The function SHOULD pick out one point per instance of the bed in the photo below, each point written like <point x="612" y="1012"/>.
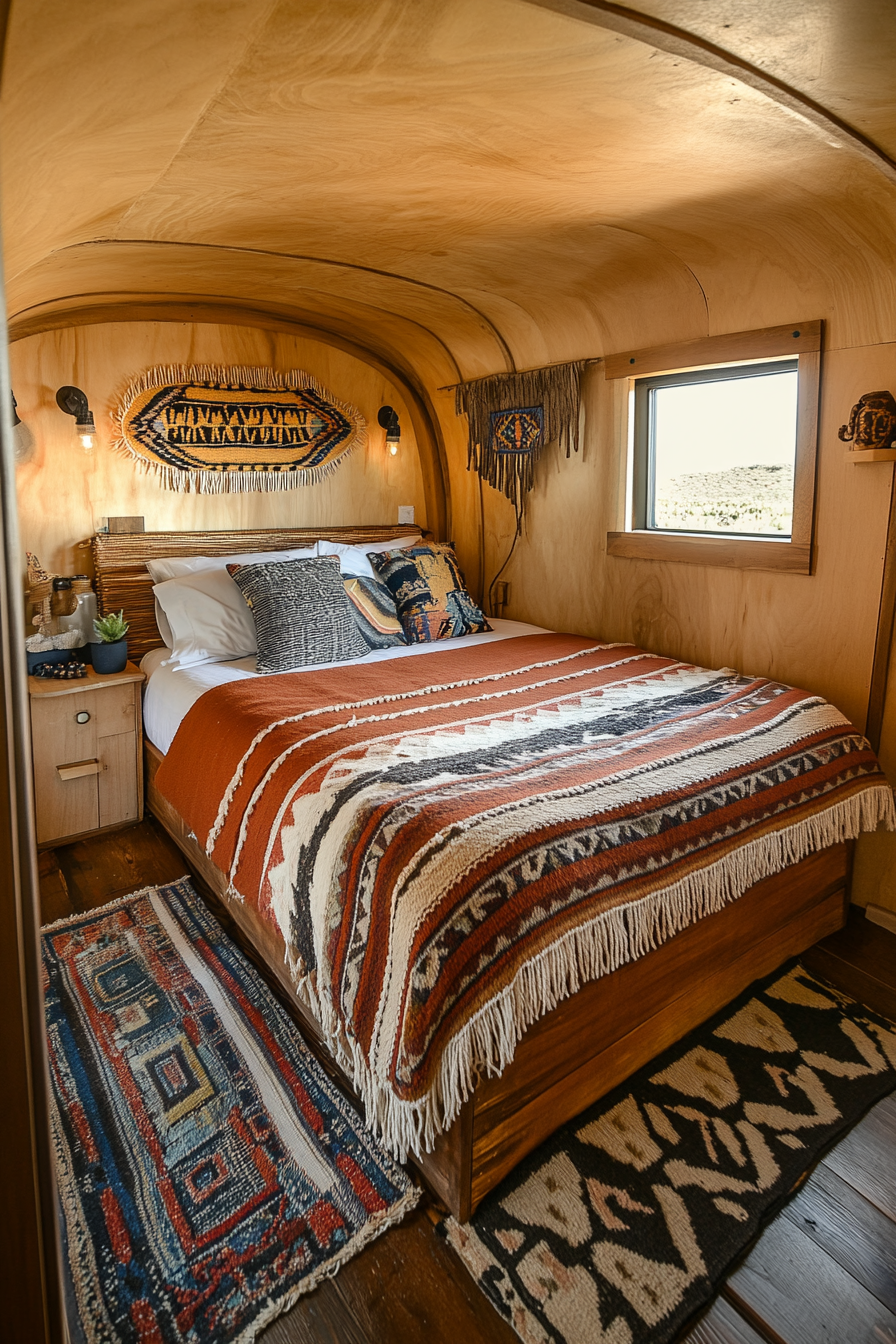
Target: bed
<point x="653" y="975"/>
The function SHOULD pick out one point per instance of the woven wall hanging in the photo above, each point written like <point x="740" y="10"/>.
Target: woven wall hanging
<point x="211" y="429"/>
<point x="513" y="417"/>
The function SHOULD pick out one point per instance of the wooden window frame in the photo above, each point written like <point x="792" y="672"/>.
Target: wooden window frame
<point x="798" y="339"/>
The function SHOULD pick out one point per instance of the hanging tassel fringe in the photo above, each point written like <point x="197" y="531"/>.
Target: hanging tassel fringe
<point x="556" y="389"/>
<point x="235" y="480"/>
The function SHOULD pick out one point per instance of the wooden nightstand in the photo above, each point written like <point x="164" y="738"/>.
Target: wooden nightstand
<point x="86" y="745"/>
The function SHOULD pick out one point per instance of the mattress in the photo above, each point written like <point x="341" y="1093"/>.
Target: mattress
<point x="171" y="692"/>
<point x="449" y="848"/>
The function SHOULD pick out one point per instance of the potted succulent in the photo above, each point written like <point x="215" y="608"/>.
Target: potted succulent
<point x="110" y="653"/>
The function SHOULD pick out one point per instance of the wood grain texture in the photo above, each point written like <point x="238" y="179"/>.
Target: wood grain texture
<point x="411" y="1286"/>
<point x="368" y="487"/>
<point x="504" y="1135"/>
<point x="828" y="1305"/>
<point x="86" y="776"/>
<point x="709" y="550"/>
<point x="850" y="1230"/>
<point x="723" y="1324"/>
<point x="625" y="1018"/>
<point x="867" y="1157"/>
<point x="730" y="348"/>
<point x="860" y="960"/>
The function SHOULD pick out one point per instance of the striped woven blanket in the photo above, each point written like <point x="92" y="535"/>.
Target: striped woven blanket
<point x="452" y="844"/>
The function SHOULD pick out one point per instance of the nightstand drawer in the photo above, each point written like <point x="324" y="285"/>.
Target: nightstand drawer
<point x="86" y="749"/>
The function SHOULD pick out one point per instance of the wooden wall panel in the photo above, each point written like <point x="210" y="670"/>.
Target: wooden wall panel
<point x="65" y="493"/>
<point x="813" y="631"/>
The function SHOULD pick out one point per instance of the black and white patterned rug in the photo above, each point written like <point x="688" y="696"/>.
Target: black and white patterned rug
<point x="628" y="1219"/>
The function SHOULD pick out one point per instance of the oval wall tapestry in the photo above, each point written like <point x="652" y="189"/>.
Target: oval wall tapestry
<point x="212" y="429"/>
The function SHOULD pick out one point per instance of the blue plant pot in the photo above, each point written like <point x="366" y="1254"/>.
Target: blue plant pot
<point x="109" y="657"/>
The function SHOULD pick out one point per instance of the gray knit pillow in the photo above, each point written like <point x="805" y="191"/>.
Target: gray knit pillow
<point x="301" y="613"/>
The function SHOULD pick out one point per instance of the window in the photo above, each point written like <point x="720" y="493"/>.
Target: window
<point x="723" y="450"/>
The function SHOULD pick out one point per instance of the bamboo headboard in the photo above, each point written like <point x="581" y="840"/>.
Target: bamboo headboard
<point x="124" y="582"/>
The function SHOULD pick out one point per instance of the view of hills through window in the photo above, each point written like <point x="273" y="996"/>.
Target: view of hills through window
<point x="724" y="456"/>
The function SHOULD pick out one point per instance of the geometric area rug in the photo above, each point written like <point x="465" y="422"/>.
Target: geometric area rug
<point x="625" y="1223"/>
<point x="208" y="1171"/>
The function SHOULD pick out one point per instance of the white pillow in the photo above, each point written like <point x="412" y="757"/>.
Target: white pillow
<point x="173" y="567"/>
<point x="352" y="559"/>
<point x="208" y="618"/>
<point x="164" y="628"/>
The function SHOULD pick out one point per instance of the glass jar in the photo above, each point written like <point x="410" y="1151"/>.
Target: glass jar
<point x="85" y="613"/>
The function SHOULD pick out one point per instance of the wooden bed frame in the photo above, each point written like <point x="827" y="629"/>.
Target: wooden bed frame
<point x="597" y="1038"/>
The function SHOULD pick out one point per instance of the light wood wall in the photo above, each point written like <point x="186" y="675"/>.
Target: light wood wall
<point x="812" y="631"/>
<point x="65" y="493"/>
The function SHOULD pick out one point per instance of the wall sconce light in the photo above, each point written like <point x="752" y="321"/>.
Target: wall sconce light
<point x="387" y="417"/>
<point x="73" y="402"/>
<point x="22" y="436"/>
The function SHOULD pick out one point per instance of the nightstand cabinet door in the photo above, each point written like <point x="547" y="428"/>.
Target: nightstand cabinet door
<point x="85" y="773"/>
<point x="65" y="804"/>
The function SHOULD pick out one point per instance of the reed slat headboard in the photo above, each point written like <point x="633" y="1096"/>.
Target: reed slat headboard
<point x="124" y="582"/>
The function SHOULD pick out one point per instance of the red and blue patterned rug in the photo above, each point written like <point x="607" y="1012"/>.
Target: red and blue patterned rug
<point x="208" y="1171"/>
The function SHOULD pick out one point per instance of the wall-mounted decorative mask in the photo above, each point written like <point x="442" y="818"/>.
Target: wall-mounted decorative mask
<point x="872" y="421"/>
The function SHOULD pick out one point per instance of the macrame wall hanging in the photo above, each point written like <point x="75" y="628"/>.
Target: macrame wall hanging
<point x="513" y="417"/>
<point x="211" y="429"/>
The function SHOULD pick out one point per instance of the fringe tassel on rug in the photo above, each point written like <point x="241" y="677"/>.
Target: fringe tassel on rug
<point x="486" y="1044"/>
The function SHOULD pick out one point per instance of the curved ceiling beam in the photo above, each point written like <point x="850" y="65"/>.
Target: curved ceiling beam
<point x="679" y="42"/>
<point x="320" y="261"/>
<point x="222" y="311"/>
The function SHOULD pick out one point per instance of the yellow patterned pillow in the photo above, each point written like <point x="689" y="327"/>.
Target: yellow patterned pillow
<point x="430" y="593"/>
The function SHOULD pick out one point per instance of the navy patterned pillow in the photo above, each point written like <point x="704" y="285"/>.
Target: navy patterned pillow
<point x="301" y="612"/>
<point x="429" y="592"/>
<point x="375" y="613"/>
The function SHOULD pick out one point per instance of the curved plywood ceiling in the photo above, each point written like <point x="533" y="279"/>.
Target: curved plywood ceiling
<point x="462" y="186"/>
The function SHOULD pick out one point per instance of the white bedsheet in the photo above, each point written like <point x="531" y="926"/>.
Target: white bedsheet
<point x="171" y="692"/>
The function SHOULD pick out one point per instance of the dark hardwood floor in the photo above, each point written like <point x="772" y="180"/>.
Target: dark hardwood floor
<point x="824" y="1270"/>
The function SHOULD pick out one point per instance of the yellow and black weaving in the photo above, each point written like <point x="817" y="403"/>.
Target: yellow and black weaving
<point x="212" y="429"/>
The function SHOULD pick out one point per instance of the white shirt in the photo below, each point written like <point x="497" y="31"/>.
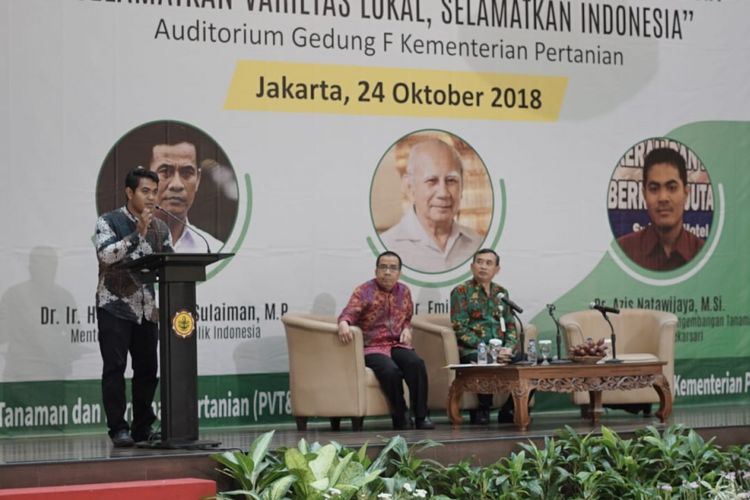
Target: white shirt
<point x="420" y="252"/>
<point x="191" y="243"/>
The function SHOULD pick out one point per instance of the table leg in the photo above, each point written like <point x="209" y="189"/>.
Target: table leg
<point x="661" y="385"/>
<point x="454" y="402"/>
<point x="595" y="406"/>
<point x="520" y="394"/>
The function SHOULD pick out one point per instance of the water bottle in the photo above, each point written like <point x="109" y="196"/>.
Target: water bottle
<point x="482" y="354"/>
<point x="532" y="351"/>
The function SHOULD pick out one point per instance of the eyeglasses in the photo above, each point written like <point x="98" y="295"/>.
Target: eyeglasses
<point x="187" y="172"/>
<point x="388" y="267"/>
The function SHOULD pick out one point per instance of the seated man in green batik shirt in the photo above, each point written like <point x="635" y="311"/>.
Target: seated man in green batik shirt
<point x="479" y="315"/>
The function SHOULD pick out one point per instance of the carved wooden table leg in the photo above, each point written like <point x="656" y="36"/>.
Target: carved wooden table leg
<point x="520" y="392"/>
<point x="661" y="385"/>
<point x="454" y="401"/>
<point x="595" y="406"/>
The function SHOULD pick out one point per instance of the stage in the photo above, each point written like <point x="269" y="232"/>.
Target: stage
<point x="80" y="459"/>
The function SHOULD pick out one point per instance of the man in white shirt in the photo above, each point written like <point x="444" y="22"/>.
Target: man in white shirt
<point x="428" y="238"/>
<point x="179" y="179"/>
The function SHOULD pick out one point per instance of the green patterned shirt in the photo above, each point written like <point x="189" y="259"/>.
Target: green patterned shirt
<point x="478" y="317"/>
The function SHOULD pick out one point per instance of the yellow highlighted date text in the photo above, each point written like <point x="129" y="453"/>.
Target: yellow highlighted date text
<point x="361" y="90"/>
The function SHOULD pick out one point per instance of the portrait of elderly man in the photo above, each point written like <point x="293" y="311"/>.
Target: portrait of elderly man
<point x="664" y="244"/>
<point x="428" y="237"/>
<point x="179" y="178"/>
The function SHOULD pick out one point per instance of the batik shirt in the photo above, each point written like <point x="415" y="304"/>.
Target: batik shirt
<point x="477" y="317"/>
<point x="382" y="315"/>
<point x="120" y="292"/>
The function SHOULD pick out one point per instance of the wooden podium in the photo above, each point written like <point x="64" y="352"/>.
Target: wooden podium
<point x="177" y="274"/>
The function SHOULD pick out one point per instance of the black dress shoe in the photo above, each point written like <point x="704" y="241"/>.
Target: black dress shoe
<point x="424" y="424"/>
<point x="147" y="435"/>
<point x="122" y="439"/>
<point x="401" y="423"/>
<point x="479" y="417"/>
<point x="505" y="417"/>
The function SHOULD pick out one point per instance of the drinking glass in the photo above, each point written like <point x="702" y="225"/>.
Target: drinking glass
<point x="545" y="348"/>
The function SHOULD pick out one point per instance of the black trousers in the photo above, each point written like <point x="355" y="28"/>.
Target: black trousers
<point x="403" y="365"/>
<point x="117" y="338"/>
<point x="485" y="400"/>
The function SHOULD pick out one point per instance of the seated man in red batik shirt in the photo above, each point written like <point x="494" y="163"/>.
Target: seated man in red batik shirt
<point x="382" y="308"/>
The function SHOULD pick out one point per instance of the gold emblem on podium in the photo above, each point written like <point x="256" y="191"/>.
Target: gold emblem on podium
<point x="183" y="323"/>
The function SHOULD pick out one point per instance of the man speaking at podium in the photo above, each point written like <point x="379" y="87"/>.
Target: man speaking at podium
<point x="126" y="309"/>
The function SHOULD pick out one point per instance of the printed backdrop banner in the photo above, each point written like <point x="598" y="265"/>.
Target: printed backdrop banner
<point x="307" y="136"/>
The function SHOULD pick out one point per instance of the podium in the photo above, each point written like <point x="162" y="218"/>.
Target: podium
<point x="177" y="274"/>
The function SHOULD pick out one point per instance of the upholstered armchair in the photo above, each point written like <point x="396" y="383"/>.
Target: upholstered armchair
<point x="328" y="378"/>
<point x="641" y="335"/>
<point x="435" y="342"/>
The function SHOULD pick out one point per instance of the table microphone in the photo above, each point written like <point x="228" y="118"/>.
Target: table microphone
<point x="172" y="216"/>
<point x="604" y="309"/>
<point x="515" y="307"/>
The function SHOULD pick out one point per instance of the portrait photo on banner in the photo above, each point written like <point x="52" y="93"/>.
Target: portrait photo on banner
<point x="661" y="204"/>
<point x="198" y="191"/>
<point x="431" y="200"/>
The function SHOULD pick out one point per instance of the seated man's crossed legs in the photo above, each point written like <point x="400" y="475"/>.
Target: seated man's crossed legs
<point x="391" y="372"/>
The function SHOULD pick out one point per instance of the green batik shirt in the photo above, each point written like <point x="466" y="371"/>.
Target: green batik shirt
<point x="477" y="317"/>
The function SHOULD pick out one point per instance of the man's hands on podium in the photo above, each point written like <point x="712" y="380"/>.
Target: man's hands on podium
<point x="405" y="337"/>
<point x="144" y="220"/>
<point x="345" y="334"/>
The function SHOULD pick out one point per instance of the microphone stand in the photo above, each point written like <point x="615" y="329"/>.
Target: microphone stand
<point x="614" y="359"/>
<point x="559" y="360"/>
<point x="522" y="338"/>
<point x="185" y="225"/>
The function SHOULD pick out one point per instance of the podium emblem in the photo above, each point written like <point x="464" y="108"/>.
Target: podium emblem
<point x="183" y="323"/>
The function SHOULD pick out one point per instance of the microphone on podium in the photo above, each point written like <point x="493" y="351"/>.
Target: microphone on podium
<point x="515" y="307"/>
<point x="604" y="309"/>
<point x="188" y="226"/>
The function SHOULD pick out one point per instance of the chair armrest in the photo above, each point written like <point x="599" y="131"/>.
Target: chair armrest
<point x="434" y="343"/>
<point x="320" y="362"/>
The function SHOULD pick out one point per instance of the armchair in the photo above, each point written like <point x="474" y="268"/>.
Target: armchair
<point x="328" y="378"/>
<point x="435" y="342"/>
<point x="642" y="335"/>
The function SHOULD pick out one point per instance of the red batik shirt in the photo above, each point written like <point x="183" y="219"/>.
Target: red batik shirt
<point x="382" y="315"/>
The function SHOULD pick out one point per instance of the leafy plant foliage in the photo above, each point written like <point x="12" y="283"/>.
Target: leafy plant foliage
<point x="676" y="463"/>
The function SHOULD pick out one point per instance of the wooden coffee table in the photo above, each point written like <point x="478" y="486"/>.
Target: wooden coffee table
<point x="519" y="381"/>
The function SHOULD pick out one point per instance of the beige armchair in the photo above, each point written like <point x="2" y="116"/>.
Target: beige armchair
<point x="641" y="335"/>
<point x="435" y="342"/>
<point x="328" y="378"/>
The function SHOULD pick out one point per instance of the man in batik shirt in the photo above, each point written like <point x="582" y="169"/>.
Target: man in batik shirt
<point x="126" y="310"/>
<point x="382" y="308"/>
<point x="479" y="315"/>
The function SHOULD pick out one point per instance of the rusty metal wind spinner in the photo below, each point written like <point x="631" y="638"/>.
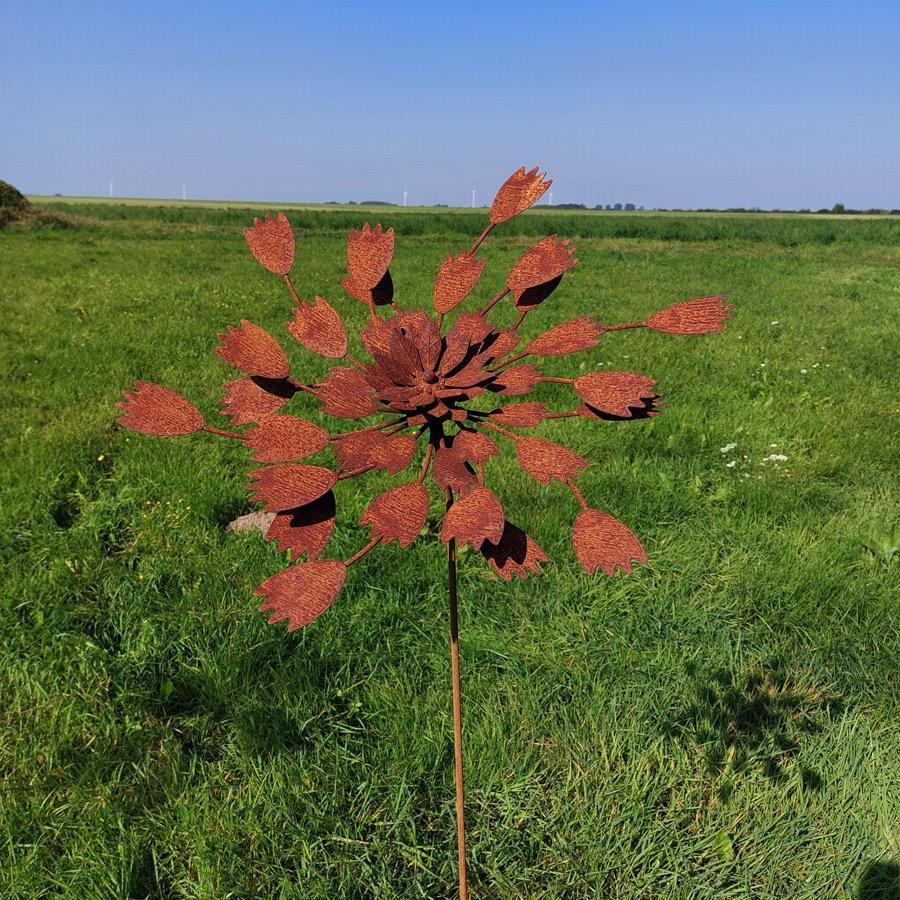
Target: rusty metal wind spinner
<point x="420" y="380"/>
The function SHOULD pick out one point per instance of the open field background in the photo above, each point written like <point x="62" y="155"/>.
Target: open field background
<point x="723" y="724"/>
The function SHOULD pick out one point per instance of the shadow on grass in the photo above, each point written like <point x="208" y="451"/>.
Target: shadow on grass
<point x="880" y="881"/>
<point x="751" y="721"/>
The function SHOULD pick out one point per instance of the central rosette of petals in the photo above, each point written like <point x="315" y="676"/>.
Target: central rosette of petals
<point x="417" y="373"/>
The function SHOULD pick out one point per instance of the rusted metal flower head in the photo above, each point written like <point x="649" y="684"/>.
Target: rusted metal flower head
<point x="416" y="388"/>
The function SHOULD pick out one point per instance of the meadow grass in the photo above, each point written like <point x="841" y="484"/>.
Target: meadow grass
<point x="722" y="724"/>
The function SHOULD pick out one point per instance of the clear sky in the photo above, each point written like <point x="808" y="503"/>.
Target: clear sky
<point x="777" y="105"/>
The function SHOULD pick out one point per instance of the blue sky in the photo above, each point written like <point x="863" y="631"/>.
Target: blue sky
<point x="785" y="105"/>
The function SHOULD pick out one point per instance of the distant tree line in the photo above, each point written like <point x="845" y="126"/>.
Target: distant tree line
<point x="837" y="209"/>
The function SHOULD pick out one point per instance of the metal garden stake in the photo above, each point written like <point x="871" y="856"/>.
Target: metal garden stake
<point x="419" y="382"/>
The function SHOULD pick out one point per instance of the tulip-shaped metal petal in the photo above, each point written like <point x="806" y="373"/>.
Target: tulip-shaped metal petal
<point x="521" y="190"/>
<point x="615" y="392"/>
<point x="570" y="337"/>
<point x="704" y="315"/>
<point x="154" y="409"/>
<point x="545" y="460"/>
<point x="602" y="541"/>
<point x="319" y="328"/>
<point x="456" y="279"/>
<point x="254" y="350"/>
<point x="474" y="518"/>
<point x="399" y="514"/>
<point x="303" y="592"/>
<point x="271" y="241"/>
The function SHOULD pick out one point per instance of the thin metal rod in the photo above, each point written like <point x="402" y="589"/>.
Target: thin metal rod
<point x="495" y="300"/>
<point x="481" y="238"/>
<point x="457" y="713"/>
<point x="625" y="326"/>
<point x="222" y="433"/>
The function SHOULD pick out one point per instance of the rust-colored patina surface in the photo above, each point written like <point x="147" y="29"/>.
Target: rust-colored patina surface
<point x="413" y="397"/>
<point x="415" y="389"/>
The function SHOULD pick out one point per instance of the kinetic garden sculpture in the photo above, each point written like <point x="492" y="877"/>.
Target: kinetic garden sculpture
<point x="420" y="381"/>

*Exercise details*. Above are some lines. Repeat exactly, and only, those from the line that has "Target: black trousers" through the line that has "the table microphone".

*Exercise solution*.
Target: black trousers
<point x="403" y="365"/>
<point x="117" y="338"/>
<point x="485" y="400"/>
The function SHOULD pick out one point per instance of the seated man in red batik shirt in the photo above, each point written like <point x="494" y="163"/>.
Target: seated man in red batik shirt
<point x="382" y="308"/>
The function SHOULD pick out one point per instance of the gold emblem on podium in the photo above, each point written like <point x="256" y="191"/>.
Target: gold emblem on podium
<point x="183" y="323"/>
The function SHOULD pick out one point per instance of the man speaking at podium in the photo above, each point written like <point x="379" y="87"/>.
Target: man speaking at podium
<point x="126" y="309"/>
The function SHOULD pick out one point per instance of the printed backdrop banner in the photo above, each point written like <point x="598" y="265"/>.
Target: printed backdrop banner
<point x="307" y="136"/>
The function SHOULD pick out one point per instance of the podium in the photo above, each point written like <point x="162" y="218"/>.
Target: podium
<point x="177" y="274"/>
The function SHOULD pick out one point per instance of the upholstered armchair in the photo above, each point written like <point x="396" y="383"/>.
Target: upholstered armchair
<point x="328" y="378"/>
<point x="641" y="335"/>
<point x="435" y="342"/>
The function SHOULD pick out one point per instance of the table microphone in the photo above, each point written like <point x="228" y="118"/>.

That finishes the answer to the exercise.